Task A :: According to the passage on economic transformation, how did Indonesia's agricultural share of GDP change between 1970 and 1996?

##### Supplied passage

Economic Transformation

Over the past four decades, the region’s rich resources have undergone dramatic changes resulting from accelerated economic and social transformation. Large increases in population, agricultural output, industrial production and capital, and advances in science and technology have transformed the economic foundations of most countries within the region. Economic change has been supported in part by the region’s natural resource base, both as a source of material inputs and a sink for pollution, and other negative outputs from economic activity. Now these processes of development have put the region’s unrivaled natural resources at great risk. Environmental degradation in the region is pervasive, accelerating, and unabated. At risk are people’s health and livelihoods, the survival of species, and ecosystem services that are the basis for long-term economic development. Economic development and poverty reduction are increasingly constrained by environmental concerns, including degradation of fisheries and forests, scarcity of freshwater, and poor human health and premature death as a result of air and water pollution. areas in the world.

During the 1960s, the economies of most South and Southeast Asia underwent a remarkable transformation that boosted agricultural production and fundamentally changed rural Asia. Diversification, commercialization, and advances in crop production technology fueled agricultural growth in many of the Asian Development Bank (ADB) developing member countries (DMCs) and were instrumental in reducing poverty in the area (ADB 1997 and 1998). The Green Revolution that began in the late 1960s was a welcome remedy to food shortages and the startling population growth in Asia, Latin America, and Northern Africa. The remarkable efforts of international agricultural research and extension organizations resulted in new, high-yielding crop varieties and new water and soil conservation techniques. These efforts were followed by investments in rural infrastructure and irrigation, increased inputs such as fertilizers and pesticides, and resulted in the implementation of policies that regulated agricultural trade, commerce, and credit.

Agricultural intensification was just one aspect of an overall economic transformation of developing economies within the region. Even with substantial increases in agricultural productivity, the relative contribution of agriculture to gross domestic product (GDP) actually declined in many DMCs. For example, in Indonesia, the agricultural share of GDP declined from 35 percent in 1970 to 20 percent in 1996.

Industrialization and urbanization also became the dominant forces behind economic growth in the DMCs in Southeast Asia and India. By the mid-1980s, the flow of international capital and intensified export-oriented trade helped create large urban centers that were commercial, financial, and industrial giants. The region now has nine cities with populations each exceeding 10 million people.

##########

Task B :: Rewrite the entries from their beginning down to the line containing "[7,397,49,444]", substituting "bounding rectangles" for every instance of "bounding boxes" and leaving all else unchanged.

##### Records for the exercise

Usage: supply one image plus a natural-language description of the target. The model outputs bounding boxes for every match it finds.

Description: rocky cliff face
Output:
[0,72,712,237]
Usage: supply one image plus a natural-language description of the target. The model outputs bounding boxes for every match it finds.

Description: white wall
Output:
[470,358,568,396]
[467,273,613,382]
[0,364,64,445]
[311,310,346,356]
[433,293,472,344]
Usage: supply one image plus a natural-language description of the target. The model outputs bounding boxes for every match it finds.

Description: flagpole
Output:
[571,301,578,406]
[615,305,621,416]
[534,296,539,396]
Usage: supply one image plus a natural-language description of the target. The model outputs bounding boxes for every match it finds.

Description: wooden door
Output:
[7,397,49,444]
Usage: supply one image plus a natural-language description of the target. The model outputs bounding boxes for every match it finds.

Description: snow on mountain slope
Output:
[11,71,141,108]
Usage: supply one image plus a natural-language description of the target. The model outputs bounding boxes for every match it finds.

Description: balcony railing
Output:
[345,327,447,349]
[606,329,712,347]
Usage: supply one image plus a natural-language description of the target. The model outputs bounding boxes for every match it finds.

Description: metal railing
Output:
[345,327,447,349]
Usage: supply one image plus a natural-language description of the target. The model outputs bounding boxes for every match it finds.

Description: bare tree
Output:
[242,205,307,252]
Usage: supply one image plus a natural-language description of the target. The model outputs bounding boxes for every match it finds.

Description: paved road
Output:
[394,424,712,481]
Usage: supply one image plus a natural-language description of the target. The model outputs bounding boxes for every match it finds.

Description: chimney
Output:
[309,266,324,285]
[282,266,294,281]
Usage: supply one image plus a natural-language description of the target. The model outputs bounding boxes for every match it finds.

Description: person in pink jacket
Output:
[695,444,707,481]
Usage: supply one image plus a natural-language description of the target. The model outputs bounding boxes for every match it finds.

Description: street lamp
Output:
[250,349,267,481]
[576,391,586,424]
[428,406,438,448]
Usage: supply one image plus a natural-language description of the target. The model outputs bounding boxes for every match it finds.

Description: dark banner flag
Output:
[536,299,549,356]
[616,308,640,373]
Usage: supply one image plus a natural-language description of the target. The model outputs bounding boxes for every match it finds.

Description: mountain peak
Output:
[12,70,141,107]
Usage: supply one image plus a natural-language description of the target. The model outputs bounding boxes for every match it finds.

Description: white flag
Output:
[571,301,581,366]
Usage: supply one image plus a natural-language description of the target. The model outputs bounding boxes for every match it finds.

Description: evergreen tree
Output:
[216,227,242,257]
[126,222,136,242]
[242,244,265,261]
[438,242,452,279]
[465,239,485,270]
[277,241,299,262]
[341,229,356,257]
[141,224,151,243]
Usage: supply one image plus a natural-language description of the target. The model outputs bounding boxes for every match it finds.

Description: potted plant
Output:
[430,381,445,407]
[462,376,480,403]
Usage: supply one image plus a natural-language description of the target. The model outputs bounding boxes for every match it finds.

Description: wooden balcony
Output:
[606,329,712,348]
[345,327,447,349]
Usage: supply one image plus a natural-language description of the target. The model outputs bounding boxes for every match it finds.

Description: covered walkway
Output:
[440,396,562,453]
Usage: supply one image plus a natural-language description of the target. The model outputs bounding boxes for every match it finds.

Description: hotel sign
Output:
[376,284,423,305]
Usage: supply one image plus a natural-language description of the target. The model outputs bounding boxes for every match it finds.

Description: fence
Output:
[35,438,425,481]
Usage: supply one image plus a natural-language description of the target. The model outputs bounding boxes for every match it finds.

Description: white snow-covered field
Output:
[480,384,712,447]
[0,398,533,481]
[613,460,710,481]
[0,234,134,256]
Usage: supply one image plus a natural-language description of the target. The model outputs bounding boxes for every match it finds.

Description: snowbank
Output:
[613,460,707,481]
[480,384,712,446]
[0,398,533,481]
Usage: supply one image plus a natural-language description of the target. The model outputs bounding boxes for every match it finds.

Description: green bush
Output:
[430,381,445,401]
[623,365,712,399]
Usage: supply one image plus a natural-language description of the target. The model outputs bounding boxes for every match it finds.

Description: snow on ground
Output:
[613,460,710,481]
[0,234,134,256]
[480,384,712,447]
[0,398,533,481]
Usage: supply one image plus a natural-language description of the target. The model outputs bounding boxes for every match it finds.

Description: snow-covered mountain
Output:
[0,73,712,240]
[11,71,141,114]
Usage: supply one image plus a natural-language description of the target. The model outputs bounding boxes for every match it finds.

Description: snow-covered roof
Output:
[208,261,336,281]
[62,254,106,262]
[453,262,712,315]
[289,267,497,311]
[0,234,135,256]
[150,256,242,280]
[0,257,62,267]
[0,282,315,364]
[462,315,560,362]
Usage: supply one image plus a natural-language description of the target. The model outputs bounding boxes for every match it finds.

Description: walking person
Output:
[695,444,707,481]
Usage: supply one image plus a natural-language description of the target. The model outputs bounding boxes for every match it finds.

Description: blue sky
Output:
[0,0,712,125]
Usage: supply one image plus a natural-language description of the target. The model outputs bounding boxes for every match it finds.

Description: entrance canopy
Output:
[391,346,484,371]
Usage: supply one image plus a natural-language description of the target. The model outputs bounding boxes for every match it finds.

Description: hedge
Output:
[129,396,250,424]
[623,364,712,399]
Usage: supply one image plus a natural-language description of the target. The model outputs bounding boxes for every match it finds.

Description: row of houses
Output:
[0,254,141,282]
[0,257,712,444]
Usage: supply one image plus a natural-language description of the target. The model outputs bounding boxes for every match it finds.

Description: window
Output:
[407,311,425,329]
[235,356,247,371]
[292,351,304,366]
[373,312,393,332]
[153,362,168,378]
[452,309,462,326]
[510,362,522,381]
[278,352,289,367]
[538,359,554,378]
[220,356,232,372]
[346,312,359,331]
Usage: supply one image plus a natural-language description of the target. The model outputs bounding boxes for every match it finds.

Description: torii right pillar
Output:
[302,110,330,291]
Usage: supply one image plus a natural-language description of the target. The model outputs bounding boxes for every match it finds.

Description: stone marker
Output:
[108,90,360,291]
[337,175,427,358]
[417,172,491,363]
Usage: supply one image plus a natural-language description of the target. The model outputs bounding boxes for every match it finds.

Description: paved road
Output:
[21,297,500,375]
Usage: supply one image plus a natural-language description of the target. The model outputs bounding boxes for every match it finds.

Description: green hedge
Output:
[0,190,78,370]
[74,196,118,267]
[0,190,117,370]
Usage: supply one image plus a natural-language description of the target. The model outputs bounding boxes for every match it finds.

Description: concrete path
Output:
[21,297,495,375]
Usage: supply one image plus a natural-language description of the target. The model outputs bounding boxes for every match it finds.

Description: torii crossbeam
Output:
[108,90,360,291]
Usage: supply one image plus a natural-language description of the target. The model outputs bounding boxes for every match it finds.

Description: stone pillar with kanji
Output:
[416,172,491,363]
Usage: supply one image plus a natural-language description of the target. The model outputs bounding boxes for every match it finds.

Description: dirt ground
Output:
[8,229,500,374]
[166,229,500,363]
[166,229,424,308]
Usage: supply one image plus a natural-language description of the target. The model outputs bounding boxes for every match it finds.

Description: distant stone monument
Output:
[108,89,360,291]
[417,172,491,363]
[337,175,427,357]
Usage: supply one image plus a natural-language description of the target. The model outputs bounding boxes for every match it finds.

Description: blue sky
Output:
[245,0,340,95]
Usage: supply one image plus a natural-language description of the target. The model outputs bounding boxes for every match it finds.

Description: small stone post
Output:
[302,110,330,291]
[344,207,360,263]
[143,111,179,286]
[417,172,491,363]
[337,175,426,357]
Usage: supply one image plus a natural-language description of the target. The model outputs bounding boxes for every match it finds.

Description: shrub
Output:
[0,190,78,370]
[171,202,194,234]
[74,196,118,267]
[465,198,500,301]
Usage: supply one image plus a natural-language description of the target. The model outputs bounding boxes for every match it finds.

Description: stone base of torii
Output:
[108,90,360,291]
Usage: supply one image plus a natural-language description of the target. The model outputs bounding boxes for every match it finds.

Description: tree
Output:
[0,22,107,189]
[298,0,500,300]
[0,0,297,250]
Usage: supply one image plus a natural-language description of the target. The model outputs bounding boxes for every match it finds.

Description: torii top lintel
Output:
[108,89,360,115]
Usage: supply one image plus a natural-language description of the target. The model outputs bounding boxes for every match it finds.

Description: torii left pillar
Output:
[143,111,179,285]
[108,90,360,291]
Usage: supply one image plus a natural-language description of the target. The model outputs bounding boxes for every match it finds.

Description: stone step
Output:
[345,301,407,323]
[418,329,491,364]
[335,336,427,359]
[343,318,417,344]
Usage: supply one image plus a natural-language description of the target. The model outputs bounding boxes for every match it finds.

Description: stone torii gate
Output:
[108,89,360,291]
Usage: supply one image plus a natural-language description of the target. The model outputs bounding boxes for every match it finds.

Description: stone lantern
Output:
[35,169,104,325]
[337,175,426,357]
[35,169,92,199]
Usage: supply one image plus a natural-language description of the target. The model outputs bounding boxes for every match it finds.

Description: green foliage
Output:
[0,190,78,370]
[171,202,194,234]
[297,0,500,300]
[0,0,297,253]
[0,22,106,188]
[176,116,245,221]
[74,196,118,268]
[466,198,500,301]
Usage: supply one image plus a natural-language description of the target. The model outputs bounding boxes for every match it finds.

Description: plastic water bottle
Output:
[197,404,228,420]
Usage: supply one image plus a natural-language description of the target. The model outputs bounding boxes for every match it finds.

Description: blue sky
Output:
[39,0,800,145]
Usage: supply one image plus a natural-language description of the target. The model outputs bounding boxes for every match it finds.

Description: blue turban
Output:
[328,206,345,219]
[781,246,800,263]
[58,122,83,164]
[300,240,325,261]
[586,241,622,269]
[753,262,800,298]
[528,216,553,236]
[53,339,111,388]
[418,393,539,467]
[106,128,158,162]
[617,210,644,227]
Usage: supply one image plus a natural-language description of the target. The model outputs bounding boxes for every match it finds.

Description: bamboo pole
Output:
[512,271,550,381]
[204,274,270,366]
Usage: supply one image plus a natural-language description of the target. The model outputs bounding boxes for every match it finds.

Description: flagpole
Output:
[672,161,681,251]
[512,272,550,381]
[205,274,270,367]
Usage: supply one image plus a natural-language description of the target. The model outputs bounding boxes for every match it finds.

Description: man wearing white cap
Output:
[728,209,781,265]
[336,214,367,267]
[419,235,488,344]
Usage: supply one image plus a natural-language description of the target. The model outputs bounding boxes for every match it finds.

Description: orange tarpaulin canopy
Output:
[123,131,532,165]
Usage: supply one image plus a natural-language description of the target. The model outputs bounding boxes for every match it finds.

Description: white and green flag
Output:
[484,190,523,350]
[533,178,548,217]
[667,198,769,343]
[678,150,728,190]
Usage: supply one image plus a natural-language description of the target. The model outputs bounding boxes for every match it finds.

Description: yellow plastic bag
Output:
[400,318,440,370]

##########

Reply A :: It fell from 35 percent in 1970 to 20 percent in 1996.

Reply B ::
Usage: supply one image plus a natural-language description of the target. The model outputs bounding rectangles for every match it finds.

Description: rocky cliff face
Output:
[0,72,712,237]
Usage: supply one image plus a natural-language description of the target. The model outputs bounding rectangles for every match it finds.

Description: white wall
Output:
[470,358,568,396]
[467,273,613,382]
[0,364,64,445]
[311,310,346,356]
[433,293,472,344]
Usage: supply one image plus a natural-language description of the target. The model outputs bounding rectangles for every match it finds.

Description: flagpole
Output:
[571,301,578,406]
[615,305,621,416]
[534,296,539,396]
Usage: supply one image plus a natural-language description of the target. The model outputs bounding rectangles for every match it finds.

Description: wooden door
Output:
[7,397,49,444]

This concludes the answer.